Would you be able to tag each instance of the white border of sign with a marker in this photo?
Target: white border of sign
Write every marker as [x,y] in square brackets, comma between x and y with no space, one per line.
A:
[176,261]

########

**What you should do**
Each record is to be given again in full, exactly as it reads.

**Output for this task**
Would you be able to tag each instance of the white border of sign with a marker in this photo?
Target: white border of sign
Write every marker as [x,y] in square brackets, comma between x and y with no space, one per line.
A:
[176,261]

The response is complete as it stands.